::: READING TEXT :::

However long ago, I hinted about writing an entry on “What Makes a Grown-up?,” and although I forgot about it for some time, the topic came up again over the weekend, while we were hosting a couple from out of town.  She grew up with RB, and her husband’s business brought them to the city, so we went out for dinner and drinks on Saturday.  We are all around the same age, but they chose more lucrative career fields (business and computers, respectively) and have followed a more traditional path: marriage, family planning (although, sadly, she had recently suffered a miscarriage), owning a house in the suburbs that they described as “looking like a Pottery Barn catalog,” etc.

"'Cause growing up is awfuller / Than all the awful things that ever were."

We had a nice visit, and at some point the topic of being a grown-up came up.  I was surprised to hear from these two polished, far more financially-comfortable-than-I professionals that neither one of them felt like a grown-up, and that while the idea of having children was very appealing to them, it was also kind of horrifying, because, as as she expressed it: “how am I supposed to be the adult?”

I guess the reason this was surprising to me is because I’ve always felt like a grown-up.  Well, not always, but certainly since I was 19 or 20.  Which is not to say I never doubted myself or worried about whether I would succeed in any given venture, but that I figured I was, more or less, in charge of my life.   I would make my choices and I would deal with the ramifications of those choices; whether that meant I would reap the benefits or pay dearly.

I don’t know what to attribute this to.  Was it because my parents took care to educate me in basic life skills like laundry, cooking, and following a budget, and taught me at being self-sufficient was something to be proud of?  Because I was financially on my own once I went to college?  Because I was born female, and I learned pretty quickly that I had to be extra competent to be considered competent at all?  Is it just that I was “born that way?”  I remember a college boyfriend telling me during my freshman year: “weird, I never think about you as anyone’s daughter,” which pleased me immensely at the time (although now I find it slightly troubling).

:::

• DIRECTIVE 1
From the passage about being a grown-up, set down the stretch from "I don’t know" through "it slightly troubling)." word for word.

::: DATA FOR THE TASK :::

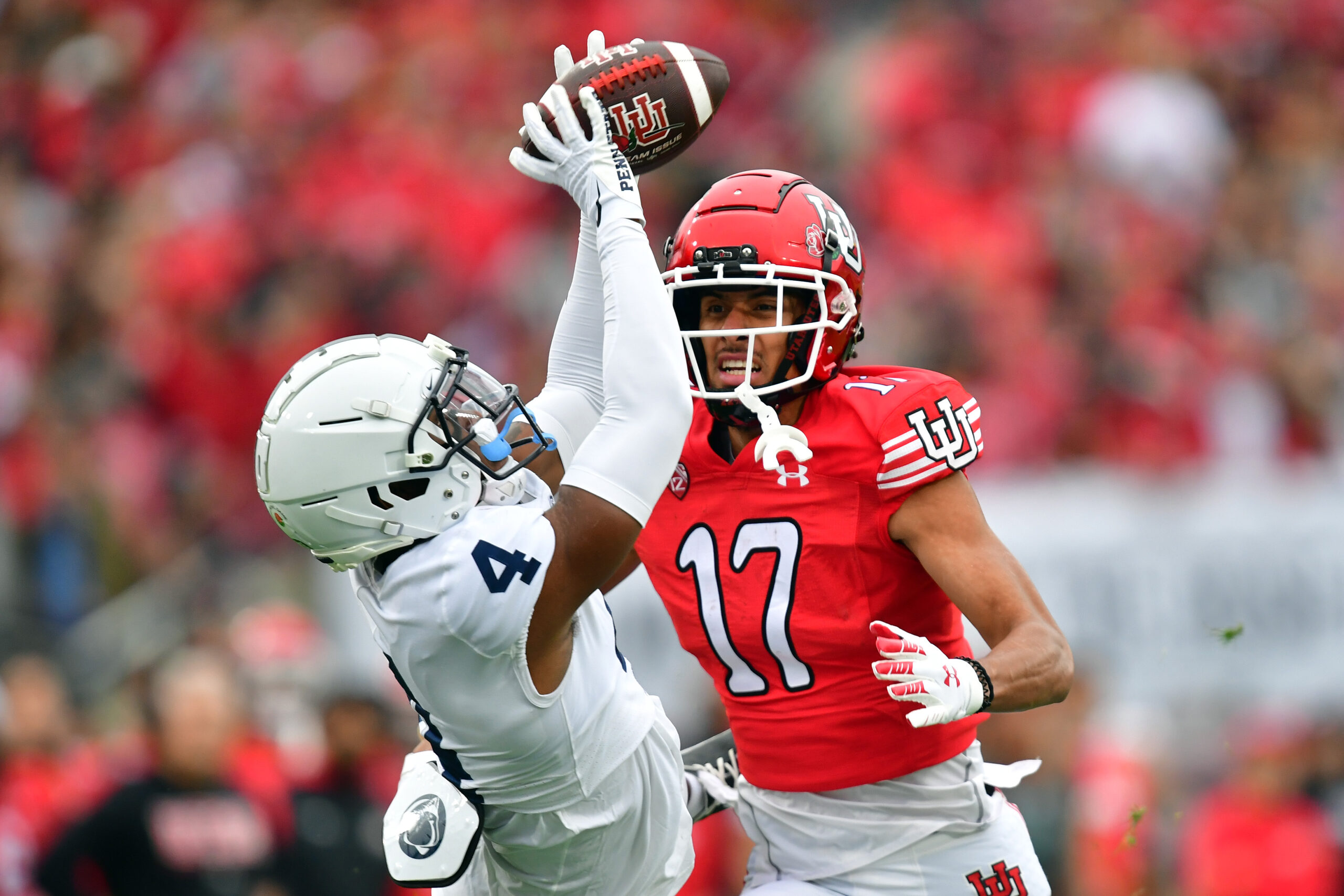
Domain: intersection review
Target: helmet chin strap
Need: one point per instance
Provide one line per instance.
(774, 436)
(505, 492)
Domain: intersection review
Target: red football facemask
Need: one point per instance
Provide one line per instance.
(762, 233)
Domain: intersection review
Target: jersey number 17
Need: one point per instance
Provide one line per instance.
(699, 551)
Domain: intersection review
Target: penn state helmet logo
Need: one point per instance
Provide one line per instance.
(423, 827)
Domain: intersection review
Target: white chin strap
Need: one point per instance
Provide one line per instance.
(505, 492)
(774, 436)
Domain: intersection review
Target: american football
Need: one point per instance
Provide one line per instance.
(659, 96)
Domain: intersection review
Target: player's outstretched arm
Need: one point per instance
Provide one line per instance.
(1030, 662)
(572, 402)
(617, 473)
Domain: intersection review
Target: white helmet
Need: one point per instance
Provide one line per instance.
(361, 448)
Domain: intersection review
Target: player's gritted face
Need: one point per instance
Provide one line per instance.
(726, 358)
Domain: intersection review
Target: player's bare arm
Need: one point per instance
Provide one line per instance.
(1030, 662)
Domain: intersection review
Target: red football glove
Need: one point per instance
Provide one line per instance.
(947, 690)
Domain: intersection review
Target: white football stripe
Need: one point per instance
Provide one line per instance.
(901, 452)
(902, 471)
(898, 440)
(913, 479)
(694, 80)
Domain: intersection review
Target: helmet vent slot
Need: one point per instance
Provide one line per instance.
(409, 489)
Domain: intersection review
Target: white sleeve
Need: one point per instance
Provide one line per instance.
(631, 453)
(572, 402)
(491, 567)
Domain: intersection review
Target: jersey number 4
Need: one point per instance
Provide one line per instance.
(699, 551)
(511, 563)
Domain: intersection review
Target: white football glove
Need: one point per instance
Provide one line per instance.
(592, 171)
(776, 438)
(947, 688)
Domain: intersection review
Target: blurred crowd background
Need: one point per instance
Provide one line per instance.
(1120, 224)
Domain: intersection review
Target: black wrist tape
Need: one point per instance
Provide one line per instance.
(985, 684)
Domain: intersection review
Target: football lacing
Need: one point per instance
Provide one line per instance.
(644, 68)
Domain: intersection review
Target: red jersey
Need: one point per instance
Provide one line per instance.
(772, 578)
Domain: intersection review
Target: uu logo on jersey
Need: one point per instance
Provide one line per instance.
(421, 829)
(646, 125)
(948, 438)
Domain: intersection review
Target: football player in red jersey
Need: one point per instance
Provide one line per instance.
(817, 532)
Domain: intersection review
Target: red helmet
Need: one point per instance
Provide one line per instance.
(769, 227)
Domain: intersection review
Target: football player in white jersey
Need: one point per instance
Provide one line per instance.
(385, 457)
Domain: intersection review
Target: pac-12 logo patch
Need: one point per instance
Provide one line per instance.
(1002, 882)
(680, 481)
(421, 829)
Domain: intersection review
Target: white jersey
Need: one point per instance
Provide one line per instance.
(452, 616)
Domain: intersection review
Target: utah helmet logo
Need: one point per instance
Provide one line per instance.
(816, 241)
(1002, 882)
(647, 124)
(948, 438)
(423, 825)
(835, 225)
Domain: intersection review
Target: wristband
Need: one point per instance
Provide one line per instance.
(987, 686)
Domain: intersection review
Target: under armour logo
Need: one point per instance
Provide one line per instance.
(1003, 882)
(948, 438)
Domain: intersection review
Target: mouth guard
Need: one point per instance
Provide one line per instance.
(498, 449)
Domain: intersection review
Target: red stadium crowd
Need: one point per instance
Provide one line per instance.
(1119, 222)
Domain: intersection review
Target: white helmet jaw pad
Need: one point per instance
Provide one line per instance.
(338, 462)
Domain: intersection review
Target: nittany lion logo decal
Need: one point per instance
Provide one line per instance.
(423, 827)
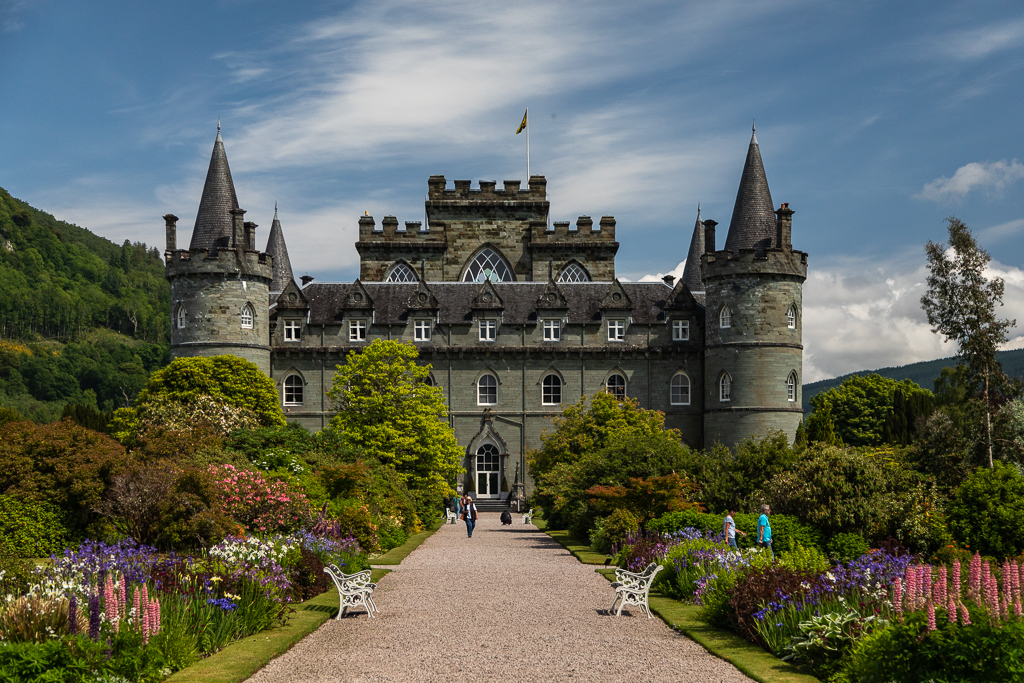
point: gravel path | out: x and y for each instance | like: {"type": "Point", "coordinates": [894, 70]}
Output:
{"type": "Point", "coordinates": [509, 604]}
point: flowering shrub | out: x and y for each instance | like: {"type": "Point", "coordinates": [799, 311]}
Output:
{"type": "Point", "coordinates": [257, 504]}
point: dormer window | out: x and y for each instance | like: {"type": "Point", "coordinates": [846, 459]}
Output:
{"type": "Point", "coordinates": [247, 316]}
{"type": "Point", "coordinates": [725, 317]}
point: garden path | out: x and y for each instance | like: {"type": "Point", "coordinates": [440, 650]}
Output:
{"type": "Point", "coordinates": [509, 604]}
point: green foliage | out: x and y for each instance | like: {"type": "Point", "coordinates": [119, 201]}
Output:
{"type": "Point", "coordinates": [985, 512]}
{"type": "Point", "coordinates": [388, 412]}
{"type": "Point", "coordinates": [846, 547]}
{"type": "Point", "coordinates": [861, 407]}
{"type": "Point", "coordinates": [980, 652]}
{"type": "Point", "coordinates": [783, 527]}
{"type": "Point", "coordinates": [31, 528]}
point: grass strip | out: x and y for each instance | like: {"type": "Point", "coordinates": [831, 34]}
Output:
{"type": "Point", "coordinates": [748, 657]}
{"type": "Point", "coordinates": [244, 657]}
{"type": "Point", "coordinates": [396, 555]}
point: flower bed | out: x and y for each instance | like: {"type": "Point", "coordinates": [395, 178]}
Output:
{"type": "Point", "coordinates": [123, 610]}
{"type": "Point", "coordinates": [879, 617]}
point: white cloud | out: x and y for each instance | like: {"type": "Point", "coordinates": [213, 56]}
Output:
{"type": "Point", "coordinates": [992, 176]}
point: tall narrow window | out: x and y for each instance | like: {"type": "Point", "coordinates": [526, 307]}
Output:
{"type": "Point", "coordinates": [552, 390]}
{"type": "Point", "coordinates": [486, 390]}
{"type": "Point", "coordinates": [615, 385]}
{"type": "Point", "coordinates": [680, 389]}
{"type": "Point", "coordinates": [247, 316]}
{"type": "Point", "coordinates": [293, 390]}
{"type": "Point", "coordinates": [725, 317]}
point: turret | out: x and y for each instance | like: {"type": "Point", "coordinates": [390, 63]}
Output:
{"type": "Point", "coordinates": [220, 285]}
{"type": "Point", "coordinates": [754, 298]}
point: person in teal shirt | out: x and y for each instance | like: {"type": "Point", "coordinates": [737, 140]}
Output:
{"type": "Point", "coordinates": [764, 529]}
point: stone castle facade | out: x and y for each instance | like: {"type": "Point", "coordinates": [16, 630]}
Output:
{"type": "Point", "coordinates": [516, 315]}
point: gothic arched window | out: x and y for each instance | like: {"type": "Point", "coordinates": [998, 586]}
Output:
{"type": "Point", "coordinates": [615, 385]}
{"type": "Point", "coordinates": [293, 390]}
{"type": "Point", "coordinates": [680, 394]}
{"type": "Point", "coordinates": [573, 272]}
{"type": "Point", "coordinates": [401, 272]}
{"type": "Point", "coordinates": [487, 264]}
{"type": "Point", "coordinates": [247, 316]}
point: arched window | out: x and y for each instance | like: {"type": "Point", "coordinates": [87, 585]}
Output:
{"type": "Point", "coordinates": [615, 385]}
{"type": "Point", "coordinates": [725, 317]}
{"type": "Point", "coordinates": [400, 272]}
{"type": "Point", "coordinates": [486, 390]}
{"type": "Point", "coordinates": [552, 390]}
{"type": "Point", "coordinates": [573, 272]}
{"type": "Point", "coordinates": [247, 316]}
{"type": "Point", "coordinates": [488, 264]}
{"type": "Point", "coordinates": [680, 389]}
{"type": "Point", "coordinates": [293, 390]}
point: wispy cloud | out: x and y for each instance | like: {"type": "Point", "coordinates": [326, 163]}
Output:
{"type": "Point", "coordinates": [990, 176]}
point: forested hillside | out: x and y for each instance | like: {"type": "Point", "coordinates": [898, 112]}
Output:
{"type": "Point", "coordinates": [82, 319]}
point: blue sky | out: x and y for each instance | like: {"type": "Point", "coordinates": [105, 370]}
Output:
{"type": "Point", "coordinates": [876, 120]}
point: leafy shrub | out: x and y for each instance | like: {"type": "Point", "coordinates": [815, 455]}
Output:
{"type": "Point", "coordinates": [612, 530]}
{"type": "Point", "coordinates": [985, 512]}
{"type": "Point", "coordinates": [31, 528]}
{"type": "Point", "coordinates": [980, 652]}
{"type": "Point", "coordinates": [783, 527]}
{"type": "Point", "coordinates": [846, 547]}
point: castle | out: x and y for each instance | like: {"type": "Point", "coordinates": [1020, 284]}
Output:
{"type": "Point", "coordinates": [517, 315]}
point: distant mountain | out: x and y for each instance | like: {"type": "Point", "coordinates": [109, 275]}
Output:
{"type": "Point", "coordinates": [923, 373]}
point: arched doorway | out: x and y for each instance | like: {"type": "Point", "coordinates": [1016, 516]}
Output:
{"type": "Point", "coordinates": [488, 464]}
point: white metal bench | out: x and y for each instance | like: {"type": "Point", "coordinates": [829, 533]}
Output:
{"type": "Point", "coordinates": [353, 589]}
{"type": "Point", "coordinates": [633, 589]}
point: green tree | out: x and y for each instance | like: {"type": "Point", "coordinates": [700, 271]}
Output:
{"type": "Point", "coordinates": [861, 407]}
{"type": "Point", "coordinates": [986, 511]}
{"type": "Point", "coordinates": [386, 410]}
{"type": "Point", "coordinates": [961, 305]}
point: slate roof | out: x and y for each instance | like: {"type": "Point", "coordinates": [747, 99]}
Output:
{"type": "Point", "coordinates": [282, 264]}
{"type": "Point", "coordinates": [456, 300]}
{"type": "Point", "coordinates": [213, 222]}
{"type": "Point", "coordinates": [753, 224]}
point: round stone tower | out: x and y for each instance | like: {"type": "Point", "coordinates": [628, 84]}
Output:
{"type": "Point", "coordinates": [754, 298]}
{"type": "Point", "coordinates": [220, 285]}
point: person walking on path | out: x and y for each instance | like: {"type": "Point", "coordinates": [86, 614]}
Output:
{"type": "Point", "coordinates": [470, 515]}
{"type": "Point", "coordinates": [730, 530]}
{"type": "Point", "coordinates": [764, 529]}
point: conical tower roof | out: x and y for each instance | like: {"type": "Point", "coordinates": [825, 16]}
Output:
{"type": "Point", "coordinates": [213, 222]}
{"type": "Point", "coordinates": [753, 224]}
{"type": "Point", "coordinates": [282, 265]}
{"type": "Point", "coordinates": [691, 271]}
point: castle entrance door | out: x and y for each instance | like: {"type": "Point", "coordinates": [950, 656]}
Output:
{"type": "Point", "coordinates": [487, 471]}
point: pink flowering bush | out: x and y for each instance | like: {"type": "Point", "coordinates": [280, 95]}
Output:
{"type": "Point", "coordinates": [257, 504]}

:::

• DIRECTIVE 2
List every line of the listing that contains the string "helmet", matching case.

• CORRECT ANSWER 1
I don’t know what to attribute this to.  Was it because my parents took care to educate me in basic life skills like laundry, cooking, and following a budget, and taught me at being self-sufficient was something to be proud of?  Because I was financially on my own once I went to college?  Because I was born female, and I learned pretty quickly that I had to be extra competent to be considered competent at all?  Is it just that I was “born that way?”  I remember a college boyfriend telling me during my freshman year: “weird, I never think about you as anyone’s daughter,” which pleased me immensely at the time (although now I find it slightly troubling).

• CORRECT ANSWER 2
Target: helmet chin strap
Target: penn state helmet logo
Target: white helmet
Target: helmet vent slot
Target: red helmet
Target: utah helmet logo
Target: white helmet jaw pad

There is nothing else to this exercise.